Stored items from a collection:
BEGIN

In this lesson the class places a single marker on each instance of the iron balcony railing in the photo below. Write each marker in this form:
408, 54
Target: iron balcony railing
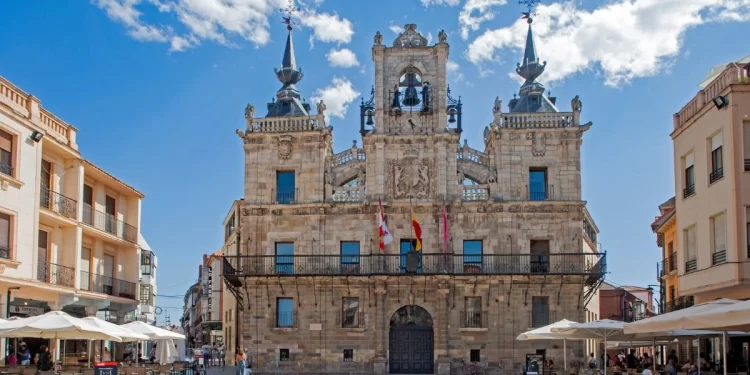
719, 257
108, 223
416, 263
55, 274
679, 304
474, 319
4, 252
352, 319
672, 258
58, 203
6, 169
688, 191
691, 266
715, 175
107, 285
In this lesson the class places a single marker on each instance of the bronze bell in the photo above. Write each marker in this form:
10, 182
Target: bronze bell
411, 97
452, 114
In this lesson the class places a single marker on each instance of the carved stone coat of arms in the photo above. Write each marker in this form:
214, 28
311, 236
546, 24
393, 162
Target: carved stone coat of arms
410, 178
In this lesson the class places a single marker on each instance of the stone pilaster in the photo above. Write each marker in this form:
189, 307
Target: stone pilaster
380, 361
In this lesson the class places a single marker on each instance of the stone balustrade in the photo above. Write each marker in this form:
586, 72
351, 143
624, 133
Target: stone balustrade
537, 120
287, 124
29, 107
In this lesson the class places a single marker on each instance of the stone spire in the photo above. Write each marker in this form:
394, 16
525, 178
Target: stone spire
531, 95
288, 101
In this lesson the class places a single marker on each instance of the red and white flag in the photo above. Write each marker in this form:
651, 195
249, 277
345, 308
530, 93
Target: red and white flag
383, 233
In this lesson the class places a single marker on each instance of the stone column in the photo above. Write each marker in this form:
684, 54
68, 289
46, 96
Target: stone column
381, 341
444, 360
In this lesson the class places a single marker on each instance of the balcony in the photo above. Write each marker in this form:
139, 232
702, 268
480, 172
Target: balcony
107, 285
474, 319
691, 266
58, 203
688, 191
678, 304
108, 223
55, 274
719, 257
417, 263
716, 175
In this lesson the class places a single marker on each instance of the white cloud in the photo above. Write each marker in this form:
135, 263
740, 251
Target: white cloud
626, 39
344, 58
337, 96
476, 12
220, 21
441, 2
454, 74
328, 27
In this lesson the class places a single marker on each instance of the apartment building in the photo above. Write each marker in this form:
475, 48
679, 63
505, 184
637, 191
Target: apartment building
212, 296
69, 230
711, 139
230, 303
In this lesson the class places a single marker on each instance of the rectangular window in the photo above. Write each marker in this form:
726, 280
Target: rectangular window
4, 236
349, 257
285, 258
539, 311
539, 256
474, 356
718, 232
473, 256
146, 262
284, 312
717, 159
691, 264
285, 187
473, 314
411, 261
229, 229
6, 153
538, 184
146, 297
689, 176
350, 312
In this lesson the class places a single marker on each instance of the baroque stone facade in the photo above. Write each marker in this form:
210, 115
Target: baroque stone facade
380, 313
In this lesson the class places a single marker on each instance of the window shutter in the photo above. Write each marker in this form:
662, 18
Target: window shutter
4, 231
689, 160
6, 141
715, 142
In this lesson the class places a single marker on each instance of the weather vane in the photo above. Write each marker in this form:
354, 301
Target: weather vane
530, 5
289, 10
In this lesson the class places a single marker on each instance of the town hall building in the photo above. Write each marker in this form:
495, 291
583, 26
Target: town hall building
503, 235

END

_Task details_: Each record above, in full: return it exactly, pictures excluded.

_Your response_:
In this lesson the class places a single marker on each instance of the iron balcony railing in the photo below. Write each marker in this form:
408, 54
Target: iron balcony railing
719, 257
108, 223
416, 263
55, 274
679, 304
474, 319
4, 252
352, 319
672, 258
58, 203
6, 169
688, 191
691, 266
715, 175
107, 285
In this lesson the class places a single marker on each instance of the bronze bell in the photo above. Write each marker in this form:
10, 182
Target: bronze bell
411, 97
452, 114
In this lesson the class places a single marker on each instance of the carved stone coat of arms in the photo above. Write each marker in this form:
214, 28
311, 236
546, 24
393, 162
Target: carved stone coat of arms
410, 178
In this lesson the class places a single marker on each instance of the stone pilaster in the photo above. Write each marker in this form:
189, 307
Target: stone pilaster
380, 361
In this lesson the class places a single marker on each instance of the stone balustrade in the photo above. Write each marker in this form:
586, 72
351, 143
624, 133
Target: stone balustrade
537, 120
287, 124
29, 107
In this lesson the class places a single marker on each instance of the stone spire in the photo above. Write each marker in this form:
394, 16
525, 178
Target: stone spire
531, 95
288, 101
In this lesson the class places a single marker on each instance of the red and white flag in the photo above. Write each marker in this form:
651, 195
249, 277
345, 308
530, 93
Target: red and white flag
383, 233
In this lesson the class places a single marker on each instance of the stone column in the photo above. Write each marker in this form:
684, 54
68, 289
46, 96
Target: stone column
381, 341
444, 360
In this lesson the class places a single marker on each instance of the balcony in the photo above. Write each marker in this form:
139, 232
702, 268
480, 172
Target: balcony
107, 285
474, 319
691, 266
58, 203
688, 191
678, 304
108, 223
55, 274
719, 257
417, 263
716, 175
In this lesson the class places a single marker on each instance of the white cloud in the photo above. Write each marker in this form:
135, 263
740, 251
Target: white cloud
626, 39
344, 58
337, 96
476, 12
220, 21
441, 2
454, 74
328, 27
In this lesson the class places a single marker on each instance of the apartment building in the photo above. Write each marker in this form:
475, 48
679, 63
505, 184
637, 191
Target: apartment building
212, 296
69, 230
711, 139
230, 303
In this lesson the class places a single marker on each instance of the rectangular window in the photo above. Write each marker in this form:
726, 280
Target: rectangular window
4, 236
349, 257
285, 258
539, 311
539, 256
474, 356
718, 232
473, 256
146, 262
284, 312
717, 159
691, 264
285, 187
473, 314
411, 261
229, 229
6, 153
538, 184
146, 297
689, 176
350, 312
In this lesson the class places a single marker on each instance of the baroque stone facade in the photo above. Write each marker in this form:
210, 115
Target: baroque stone facade
380, 313
In this lesson the class places a single marker on each instance of the window shutter in the photo above. Write each marker in this form:
662, 18
Target: window shutter
4, 231
689, 160
6, 141
715, 142
In this lesson the class places a single marker on each instance of the weather vane in the photo above. Write each marker in this form:
354, 301
Target: weather vane
530, 5
289, 10
In this lesson the class places a single marker on each instance of the town hall building in the photo above. Write each marker in this form:
495, 291
583, 26
Target: town hall building
503, 235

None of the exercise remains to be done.